All of the data is to be printed again exactly as it appears.

--------------------------------

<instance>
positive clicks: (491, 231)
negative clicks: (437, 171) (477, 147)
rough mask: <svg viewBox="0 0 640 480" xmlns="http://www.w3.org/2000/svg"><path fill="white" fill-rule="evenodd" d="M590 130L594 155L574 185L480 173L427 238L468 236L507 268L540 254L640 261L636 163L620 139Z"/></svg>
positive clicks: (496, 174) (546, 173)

--------------------------------

Written solution -
<instance>
positive clicks: (491, 231)
negative clicks: (437, 171) (477, 147)
rough mask: <svg viewBox="0 0 640 480" xmlns="http://www.w3.org/2000/svg"><path fill="white" fill-rule="evenodd" d="M590 130L594 155L574 185L480 173L427 238L468 236L507 268L540 254L640 261L636 163L620 139Z"/></svg>
positive clicks: (496, 174) (546, 173)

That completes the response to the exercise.